One of the most important findings in attachment research is that secure attachment does not come from perfect parenting.
It comes from repair.
Healthy caregivers misunderstand, miss cues, become distracted, and make mistakes.
What creates security is the willingness to reconnect.
This applies internally too.
You will still:
criticize yourself sometimes
fall into old patterns
abandon yourself emotionally
react impulsively
numb out
shut down
Healing is not never struggling again.
Healing is learning to return.
To notice.
To repair.
To reconnect with yourself instead of staying in shame.
Research suggests that caregivers only need to respond accurately to their children a portion of the time for secure attachment to develop.
What matters most is the pattern of responsiveness and the willingness to repair moments of disconnection.
This can be profoundly freeing for people who approach healing with perfectionistic expectations.
Your inner child does not need a perfect parent.
Your inner child needs a consistently returning one.
7. Develop Your Adult Self

Many people imagine healing as finally becoming independent from their wounded inner child.
But healing is often the opposite.
It is learning how to stay connected to yourself.
Over time, something shifts.
The more you show up for your inner child with understanding, comfort, and protection, the more you strengthen the adult part of yourself.
You begin to hold both truths at once:
I have wounded parts that still need care.
And:
I am more than those wounds.
Rather than being taken over by old fears and unmet needs, you learn to relate to them from a place of compassion and perspective.
The adult self grows stronger because it is no longer abandoning the child within.
It is learning to stay connected while also remaining separate, grounded, and present.
Not because the pain disappears.

**PROBLEM REQUIREMENTS:**
Carry on the passage on healing the inner child, starting right after its last sentence. The items after this passage on healing the inner child have no connection to it.

**GIVEN INFORMATION:**
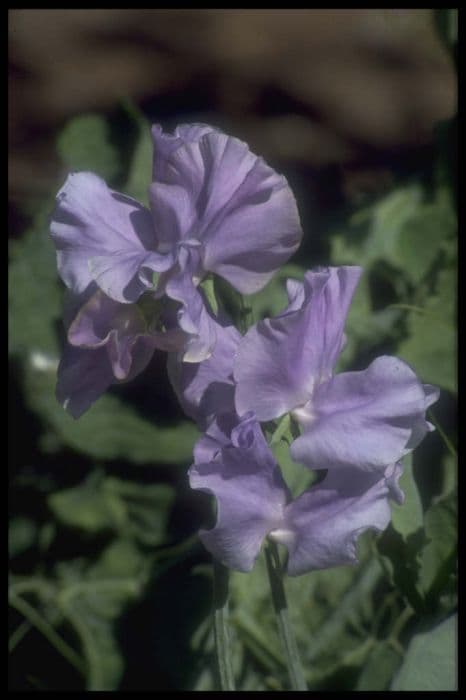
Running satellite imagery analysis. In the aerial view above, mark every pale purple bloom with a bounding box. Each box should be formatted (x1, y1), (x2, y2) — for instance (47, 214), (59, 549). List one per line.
(234, 267), (439, 471)
(51, 125), (302, 362)
(57, 283), (186, 418)
(189, 414), (403, 576)
(167, 316), (241, 430)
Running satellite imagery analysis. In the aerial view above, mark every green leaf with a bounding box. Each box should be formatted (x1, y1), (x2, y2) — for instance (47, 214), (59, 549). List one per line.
(125, 115), (153, 206)
(391, 615), (457, 691)
(392, 454), (423, 541)
(418, 493), (458, 595)
(48, 472), (126, 532)
(8, 221), (62, 358)
(57, 114), (120, 180)
(271, 440), (316, 496)
(397, 268), (457, 393)
(57, 542), (143, 690)
(8, 515), (37, 558)
(356, 640), (401, 690)
(48, 471), (175, 546)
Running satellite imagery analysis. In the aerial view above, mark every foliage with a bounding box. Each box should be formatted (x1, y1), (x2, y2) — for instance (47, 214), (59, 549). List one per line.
(9, 17), (457, 690)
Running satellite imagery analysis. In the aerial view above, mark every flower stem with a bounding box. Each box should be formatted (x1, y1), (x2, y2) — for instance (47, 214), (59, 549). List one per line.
(8, 593), (86, 675)
(213, 560), (235, 690)
(265, 542), (307, 690)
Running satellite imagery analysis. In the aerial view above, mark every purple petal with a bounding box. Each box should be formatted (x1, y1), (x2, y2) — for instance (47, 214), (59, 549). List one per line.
(291, 356), (438, 471)
(51, 172), (173, 303)
(270, 464), (402, 576)
(167, 319), (241, 428)
(56, 344), (115, 418)
(150, 125), (302, 294)
(194, 413), (239, 464)
(189, 419), (289, 571)
(234, 267), (361, 421)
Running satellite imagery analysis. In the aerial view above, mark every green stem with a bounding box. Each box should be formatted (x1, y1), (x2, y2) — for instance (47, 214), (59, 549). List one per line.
(265, 542), (307, 690)
(8, 593), (86, 675)
(8, 620), (32, 654)
(213, 560), (235, 690)
(427, 409), (458, 459)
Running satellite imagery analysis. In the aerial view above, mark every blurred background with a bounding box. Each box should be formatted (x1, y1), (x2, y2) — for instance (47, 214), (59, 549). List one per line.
(9, 9), (457, 690)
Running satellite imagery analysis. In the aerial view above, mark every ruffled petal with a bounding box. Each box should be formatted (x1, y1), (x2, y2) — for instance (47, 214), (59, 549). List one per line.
(291, 356), (433, 471)
(56, 344), (115, 418)
(50, 172), (173, 303)
(189, 418), (289, 571)
(167, 319), (241, 428)
(149, 125), (302, 294)
(270, 464), (402, 576)
(234, 267), (361, 421)
(291, 356), (432, 471)
(165, 248), (216, 363)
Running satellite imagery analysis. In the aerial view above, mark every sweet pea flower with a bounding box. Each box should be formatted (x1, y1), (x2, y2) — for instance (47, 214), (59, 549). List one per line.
(51, 124), (302, 363)
(233, 267), (439, 472)
(56, 283), (186, 418)
(189, 413), (403, 576)
(167, 315), (241, 430)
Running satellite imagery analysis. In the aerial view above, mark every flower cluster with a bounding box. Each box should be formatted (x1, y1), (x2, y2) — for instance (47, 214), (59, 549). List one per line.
(51, 124), (438, 575)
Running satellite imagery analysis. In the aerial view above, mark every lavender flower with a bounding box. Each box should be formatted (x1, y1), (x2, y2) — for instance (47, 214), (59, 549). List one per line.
(167, 316), (241, 430)
(51, 125), (302, 362)
(189, 414), (403, 576)
(234, 267), (439, 473)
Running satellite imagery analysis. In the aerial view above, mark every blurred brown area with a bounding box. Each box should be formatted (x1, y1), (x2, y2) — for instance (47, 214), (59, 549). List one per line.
(9, 9), (456, 227)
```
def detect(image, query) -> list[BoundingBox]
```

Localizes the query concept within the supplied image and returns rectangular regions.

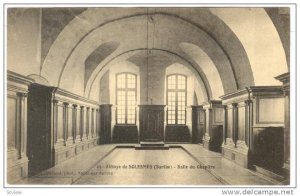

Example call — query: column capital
[231,103,238,107]
[244,99,253,105]
[16,92,28,99]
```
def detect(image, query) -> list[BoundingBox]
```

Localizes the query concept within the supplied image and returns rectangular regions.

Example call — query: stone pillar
[72,104,80,143]
[203,105,211,146]
[5,70,33,184]
[275,72,290,176]
[245,100,254,151]
[222,105,228,146]
[203,100,224,152]
[100,104,112,144]
[232,103,238,146]
[55,102,65,147]
[85,107,91,139]
[192,105,204,144]
[91,108,96,138]
[80,106,87,141]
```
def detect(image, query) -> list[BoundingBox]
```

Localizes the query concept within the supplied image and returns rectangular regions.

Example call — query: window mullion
[125,74,128,124]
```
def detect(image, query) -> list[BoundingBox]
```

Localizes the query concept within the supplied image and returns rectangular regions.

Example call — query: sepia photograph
[3,1,297,193]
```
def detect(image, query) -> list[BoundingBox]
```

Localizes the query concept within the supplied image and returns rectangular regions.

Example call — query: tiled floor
[19,144,273,186]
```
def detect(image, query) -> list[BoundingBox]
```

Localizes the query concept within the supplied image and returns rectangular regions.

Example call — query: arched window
[167,74,187,125]
[116,73,137,124]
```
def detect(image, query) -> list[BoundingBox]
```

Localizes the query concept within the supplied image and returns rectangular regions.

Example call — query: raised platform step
[254,165,286,184]
[134,145,170,150]
[140,141,165,146]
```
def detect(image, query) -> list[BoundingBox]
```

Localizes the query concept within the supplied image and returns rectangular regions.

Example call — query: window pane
[116,73,136,124]
[117,74,125,88]
[167,75,186,124]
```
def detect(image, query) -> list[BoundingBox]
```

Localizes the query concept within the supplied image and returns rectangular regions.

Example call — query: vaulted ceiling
[7,7,288,102]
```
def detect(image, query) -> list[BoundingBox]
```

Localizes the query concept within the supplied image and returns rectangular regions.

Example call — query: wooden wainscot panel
[191,105,205,144]
[100,104,112,144]
[250,86,284,173]
[221,86,284,170]
[6,71,34,184]
[139,105,165,141]
[28,84,99,175]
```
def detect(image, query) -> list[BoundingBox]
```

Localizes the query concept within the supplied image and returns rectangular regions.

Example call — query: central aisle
[74,148,222,185]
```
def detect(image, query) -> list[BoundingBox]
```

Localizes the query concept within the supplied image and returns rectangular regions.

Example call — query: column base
[54,143,76,165]
[222,141,249,168]
[7,157,28,184]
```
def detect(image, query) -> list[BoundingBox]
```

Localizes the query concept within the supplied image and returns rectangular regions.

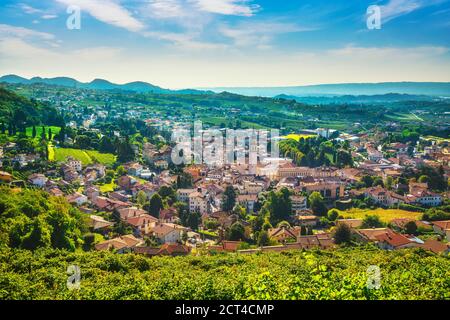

**RESULT:**
But because the child is no longer alone—and you are able to feel more in your adult self.
You Are Learning Something You Were Never Taught
If reparenting feels difficult, it does not mean you are failing.
It means you are learning emotional skills that may never have been modeled for you.
Children learn emotional regulation through relationships.
They learn self-worth through how they are treated.
They learn safety through connection.
If those experiences were missing, healing often requires building them later in life — slowly, intentionally, and compassionately.
You are not expected to instinctively know how to nurture yourself when you may never have been nurtured.
This is learned.
And learning is possible.
Reflective Journal Prompts

When do I most notice my inner child becoming activated?
What situations tend to make me feel small, rejected, ashamed, abandoned, or emotionally overwhelmed?
What emotions was I not allowed to express growing up?
What happened when I cried, became angry, needed comfort, or asked for help as a child?
How do I typically speak to myself when I am struggling?
Whose voice does my inner critic sound like?
What do I tend to believe about myself when I make mistakes?
What coping strategies helped me survive emotionally as a child?
Which of those strategies still serve me, and which now create disconnection?
When do I abandon myself emotionally?
What does emotional safety feel like in my body?
Which people or environments help me feel more grounded, accepted, and emotionally regulated?
What would a safe, emotionally attuned caregiver have said to me during difficult moments in childhood?
What does my inner child most need to hear right now?
What would it look like to respond to myself with curiosity instead of shame?
What boundaries might help me feel more emotionally safe?
In what ways am I already beginning to care for myself differently?
What small act of reparenting can I practice this week?
One of the deepest truths in attachment healing is this:
We become capable of offering ourselves what we repeatedly experience in safe, attuned relationships.
Therapy, emotionally healthy relationships, supportive communities, and compassionate self-awareness can all help create new internal experiences.
You do not have to become a perfect parent to your inner child.
You only need to begin responding differently than the voices that once taught you that your feelings, needs, or pain were too much.
Healing begins the moment you stop abandoning yourself emotionally.
And start becoming someone your inner child can slowly learn to trust.